Rappel : prochain stage de création de chansons à Solexine les 14-15 décembre 2024.

Madeleine 6128

02/10/2024 Aucun commentaire
À peine trois secondes de recherche sur leboncoin et on tombe sur ce genre de photo en souriant bêtement de tendresse

Cette nuit (en plus de trucs déprimants sur l’Abbé Pierre, Michel Barnier ou Hassan Nasrallah) j’ai lu un article du Monde que j’ai dégusté comme une petite madeleine : l’épopée française de l’ordinateur anglais Amstrad qui célèbre ses quarante ans.

Je me suis parfaitement retrouvé dans les cinq étapes de ce récit qu’il faut bien qualifier de générationnel :

1 – Dans les années 80, un ordinateur à soi (comme n’a pas dit Virginia Woolf) était un fantasme d’émancipation adolescente. Or, puisque le Macintosh d’Apple était dix fois trop cher, puisque le PC d’IBM et son système d’exploitation de Microsoft n’étaient pas encore hégémoniques, puisque les autres bécanes qui circulaient en concurrence (ZX81, Commodore, Atari, Sinclair, Thomson…) ressemblaient plutôt à des calculatrices améliorées… C’était bien l’Amstrad qui faisait rêver les collégiens, le tout-en-un moniteur + clavier + lecteur de cassette (version CPC 464) ou de disquettes trois pouces (version CPC 6128, nec plus ultra).

#### Données extraites
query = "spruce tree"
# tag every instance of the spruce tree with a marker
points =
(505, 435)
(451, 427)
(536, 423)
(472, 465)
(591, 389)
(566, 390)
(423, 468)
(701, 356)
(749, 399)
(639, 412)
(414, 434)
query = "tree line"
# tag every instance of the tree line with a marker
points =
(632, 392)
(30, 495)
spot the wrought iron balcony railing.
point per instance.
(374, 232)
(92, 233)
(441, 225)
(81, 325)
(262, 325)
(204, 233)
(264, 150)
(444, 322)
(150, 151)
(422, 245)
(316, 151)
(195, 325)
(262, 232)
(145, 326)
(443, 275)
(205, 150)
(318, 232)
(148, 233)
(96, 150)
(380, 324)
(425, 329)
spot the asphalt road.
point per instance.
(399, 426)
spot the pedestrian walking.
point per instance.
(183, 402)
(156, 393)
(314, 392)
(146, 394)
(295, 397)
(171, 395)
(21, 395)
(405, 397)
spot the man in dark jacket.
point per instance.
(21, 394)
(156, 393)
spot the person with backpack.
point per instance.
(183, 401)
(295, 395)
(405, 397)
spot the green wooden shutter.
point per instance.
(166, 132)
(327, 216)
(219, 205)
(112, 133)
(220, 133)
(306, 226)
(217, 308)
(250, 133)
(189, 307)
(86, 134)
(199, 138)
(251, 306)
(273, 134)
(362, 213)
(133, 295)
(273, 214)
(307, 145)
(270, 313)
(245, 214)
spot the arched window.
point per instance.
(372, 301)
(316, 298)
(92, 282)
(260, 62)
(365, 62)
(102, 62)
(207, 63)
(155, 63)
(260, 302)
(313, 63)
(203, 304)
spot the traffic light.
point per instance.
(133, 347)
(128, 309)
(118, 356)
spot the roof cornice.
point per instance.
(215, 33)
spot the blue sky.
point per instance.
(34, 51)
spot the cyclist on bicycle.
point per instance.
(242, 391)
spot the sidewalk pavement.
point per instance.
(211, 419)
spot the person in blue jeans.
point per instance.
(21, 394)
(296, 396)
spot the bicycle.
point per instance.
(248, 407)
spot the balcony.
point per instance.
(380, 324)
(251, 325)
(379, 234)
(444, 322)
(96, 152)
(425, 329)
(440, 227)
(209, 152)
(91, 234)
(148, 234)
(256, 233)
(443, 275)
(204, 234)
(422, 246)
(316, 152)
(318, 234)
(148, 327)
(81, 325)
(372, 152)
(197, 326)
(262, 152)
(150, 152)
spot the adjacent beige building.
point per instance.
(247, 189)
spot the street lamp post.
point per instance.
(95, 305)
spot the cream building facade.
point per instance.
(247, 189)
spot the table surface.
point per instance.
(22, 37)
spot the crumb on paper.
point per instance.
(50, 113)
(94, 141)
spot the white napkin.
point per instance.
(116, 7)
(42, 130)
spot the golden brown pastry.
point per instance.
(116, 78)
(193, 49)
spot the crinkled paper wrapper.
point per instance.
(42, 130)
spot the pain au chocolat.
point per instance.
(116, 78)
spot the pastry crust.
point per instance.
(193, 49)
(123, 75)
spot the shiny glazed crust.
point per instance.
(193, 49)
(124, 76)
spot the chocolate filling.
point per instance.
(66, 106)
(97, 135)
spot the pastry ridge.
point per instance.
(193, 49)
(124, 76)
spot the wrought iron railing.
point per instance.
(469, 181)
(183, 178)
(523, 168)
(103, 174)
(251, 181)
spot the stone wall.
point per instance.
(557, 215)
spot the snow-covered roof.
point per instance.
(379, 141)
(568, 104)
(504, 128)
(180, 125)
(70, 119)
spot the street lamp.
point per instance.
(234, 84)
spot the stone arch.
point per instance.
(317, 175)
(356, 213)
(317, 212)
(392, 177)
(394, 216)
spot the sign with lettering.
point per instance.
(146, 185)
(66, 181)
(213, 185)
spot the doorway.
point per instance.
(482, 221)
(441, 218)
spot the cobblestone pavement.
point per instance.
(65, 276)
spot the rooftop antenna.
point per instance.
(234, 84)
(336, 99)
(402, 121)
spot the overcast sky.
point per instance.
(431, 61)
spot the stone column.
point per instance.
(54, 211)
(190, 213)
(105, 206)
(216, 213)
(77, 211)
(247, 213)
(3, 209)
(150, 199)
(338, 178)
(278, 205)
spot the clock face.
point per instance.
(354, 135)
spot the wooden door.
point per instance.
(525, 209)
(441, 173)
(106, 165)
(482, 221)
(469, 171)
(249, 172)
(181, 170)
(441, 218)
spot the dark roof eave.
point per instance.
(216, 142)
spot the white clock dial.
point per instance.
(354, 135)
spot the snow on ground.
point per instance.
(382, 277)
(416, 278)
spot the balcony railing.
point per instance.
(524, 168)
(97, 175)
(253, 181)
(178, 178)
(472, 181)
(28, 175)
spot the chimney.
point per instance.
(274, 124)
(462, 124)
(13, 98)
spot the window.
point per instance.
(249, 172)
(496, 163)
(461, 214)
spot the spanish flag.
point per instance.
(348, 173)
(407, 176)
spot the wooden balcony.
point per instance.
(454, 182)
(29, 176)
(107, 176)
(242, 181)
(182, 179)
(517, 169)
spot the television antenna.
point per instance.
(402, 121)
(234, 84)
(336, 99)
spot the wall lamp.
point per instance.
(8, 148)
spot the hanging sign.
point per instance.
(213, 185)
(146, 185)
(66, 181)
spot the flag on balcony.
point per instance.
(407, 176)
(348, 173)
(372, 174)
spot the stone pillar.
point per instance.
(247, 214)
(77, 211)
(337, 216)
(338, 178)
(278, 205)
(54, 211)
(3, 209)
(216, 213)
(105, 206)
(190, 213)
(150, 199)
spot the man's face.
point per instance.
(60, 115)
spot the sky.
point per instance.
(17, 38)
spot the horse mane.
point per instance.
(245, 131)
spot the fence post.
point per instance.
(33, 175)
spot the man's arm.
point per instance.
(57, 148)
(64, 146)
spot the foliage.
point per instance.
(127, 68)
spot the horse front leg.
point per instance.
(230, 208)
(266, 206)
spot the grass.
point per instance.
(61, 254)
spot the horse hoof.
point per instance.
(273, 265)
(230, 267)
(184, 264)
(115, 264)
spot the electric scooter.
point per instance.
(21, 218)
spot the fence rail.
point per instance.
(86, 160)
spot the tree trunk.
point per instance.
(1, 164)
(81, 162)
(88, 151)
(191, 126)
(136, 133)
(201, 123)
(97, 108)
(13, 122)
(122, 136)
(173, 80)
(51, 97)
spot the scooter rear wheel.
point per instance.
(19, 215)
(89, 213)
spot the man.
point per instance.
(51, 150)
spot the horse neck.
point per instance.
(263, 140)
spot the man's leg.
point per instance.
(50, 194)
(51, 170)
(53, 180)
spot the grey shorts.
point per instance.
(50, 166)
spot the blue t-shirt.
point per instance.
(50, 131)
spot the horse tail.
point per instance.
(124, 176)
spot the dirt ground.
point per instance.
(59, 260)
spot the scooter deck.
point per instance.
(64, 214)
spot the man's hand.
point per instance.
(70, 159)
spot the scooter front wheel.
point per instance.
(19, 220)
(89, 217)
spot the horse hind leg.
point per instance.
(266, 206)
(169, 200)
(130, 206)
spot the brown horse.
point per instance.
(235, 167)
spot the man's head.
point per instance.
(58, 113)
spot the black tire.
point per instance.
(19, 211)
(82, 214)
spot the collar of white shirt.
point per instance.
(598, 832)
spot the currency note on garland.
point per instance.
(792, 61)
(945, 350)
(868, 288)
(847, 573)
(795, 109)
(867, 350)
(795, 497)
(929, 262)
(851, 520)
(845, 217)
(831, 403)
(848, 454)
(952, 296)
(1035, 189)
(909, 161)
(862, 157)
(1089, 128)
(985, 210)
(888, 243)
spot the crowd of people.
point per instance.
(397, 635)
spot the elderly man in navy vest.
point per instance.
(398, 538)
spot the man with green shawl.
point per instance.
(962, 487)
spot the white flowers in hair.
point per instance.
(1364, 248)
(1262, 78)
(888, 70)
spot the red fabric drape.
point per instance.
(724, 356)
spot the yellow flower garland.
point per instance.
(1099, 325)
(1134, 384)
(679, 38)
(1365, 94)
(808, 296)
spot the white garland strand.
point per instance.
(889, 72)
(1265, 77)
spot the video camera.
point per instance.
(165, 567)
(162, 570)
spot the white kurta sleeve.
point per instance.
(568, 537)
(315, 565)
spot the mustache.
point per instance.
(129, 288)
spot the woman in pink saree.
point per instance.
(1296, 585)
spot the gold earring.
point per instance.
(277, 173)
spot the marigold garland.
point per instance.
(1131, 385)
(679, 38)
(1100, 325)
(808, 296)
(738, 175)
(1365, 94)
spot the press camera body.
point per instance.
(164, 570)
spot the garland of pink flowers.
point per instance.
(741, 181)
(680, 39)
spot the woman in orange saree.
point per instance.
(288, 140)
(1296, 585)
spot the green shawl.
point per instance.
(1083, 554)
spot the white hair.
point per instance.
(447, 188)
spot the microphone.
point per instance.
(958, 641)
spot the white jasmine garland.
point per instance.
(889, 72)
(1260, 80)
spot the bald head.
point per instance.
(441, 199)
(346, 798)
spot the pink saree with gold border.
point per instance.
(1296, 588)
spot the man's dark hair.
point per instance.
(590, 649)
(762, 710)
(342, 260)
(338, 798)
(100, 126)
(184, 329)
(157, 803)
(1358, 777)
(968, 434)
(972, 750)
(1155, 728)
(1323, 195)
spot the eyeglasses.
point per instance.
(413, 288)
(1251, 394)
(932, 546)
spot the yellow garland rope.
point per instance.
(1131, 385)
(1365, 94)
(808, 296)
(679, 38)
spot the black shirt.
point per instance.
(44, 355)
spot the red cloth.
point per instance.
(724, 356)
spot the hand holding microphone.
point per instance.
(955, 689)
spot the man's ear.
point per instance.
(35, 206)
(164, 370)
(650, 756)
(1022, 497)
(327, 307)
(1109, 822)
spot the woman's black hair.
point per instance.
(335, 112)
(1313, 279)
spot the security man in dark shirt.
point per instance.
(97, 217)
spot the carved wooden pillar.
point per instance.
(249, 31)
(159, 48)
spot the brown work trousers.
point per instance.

#### Questions sur le contenu
#1 Recopiez le passage du billet sur l'Amstrad qui commence à « Je me suis parfaitement » et se termine à « nec plus ultra). ».
#2 D'après le billet sur l'Amstrad, quels éléments le tout-en-un en version CPC 464 réunissait-il ?
#3 Pour chaque affirmation, indiquez par oui ou par non si elle concorde avec le billet sur l'Amstrad, en citant les mots décisifs du billet. (a) L'article du Monde porte sur l'ordinateur Amstrad, qui fête ses quarante ans. (b) Le Macintosh d'Apple était à la portée des collégiens. (c) Le prochain stage de création de chansons à Solexine a lieu en janvier 2025.

#### Réponses rédigées
#1
Je me suis parfaitement retrouvé dans les cinq étapes de ce récit qu’il faut bien qualifier de générationnel :

1 – Dans les années 80, un ordinateur à soi (comme n’a pas dit Virginia Woolf) était un fantasme d’émancipation adolescente. Or, puisque le Macintosh d’Apple était dix fois trop cher, puisque le PC d’IBM et son système d’exploitation de Microsoft n’étaient pas encore hégémoniques, puisque les autres bécanes qui circulaient en concurrence (ZX81, Commodore, Atari, Sinclair, Thomson…) ressemblaient plutôt à des calculatrices améliorées… C’était bien l’Amstrad qui faisait rêver les collégiens, le tout-en-un moniteur + clavier + lecteur de cassette (version CPC 464) ou de disquettes trois pouces (version CPC 6128, nec plus ultra).

#2 Un moniteur, un clavier et un lecteur de cassette.

#3
(a) Oui : « l’épopée française de l’ordinateur anglais Amstrad qui célèbre ses quarante ans ».
(b) Non : « le Macintosh d’Apple était dix fois trop cher ».
(c) Non : « les 14-15 décembre 2024 ».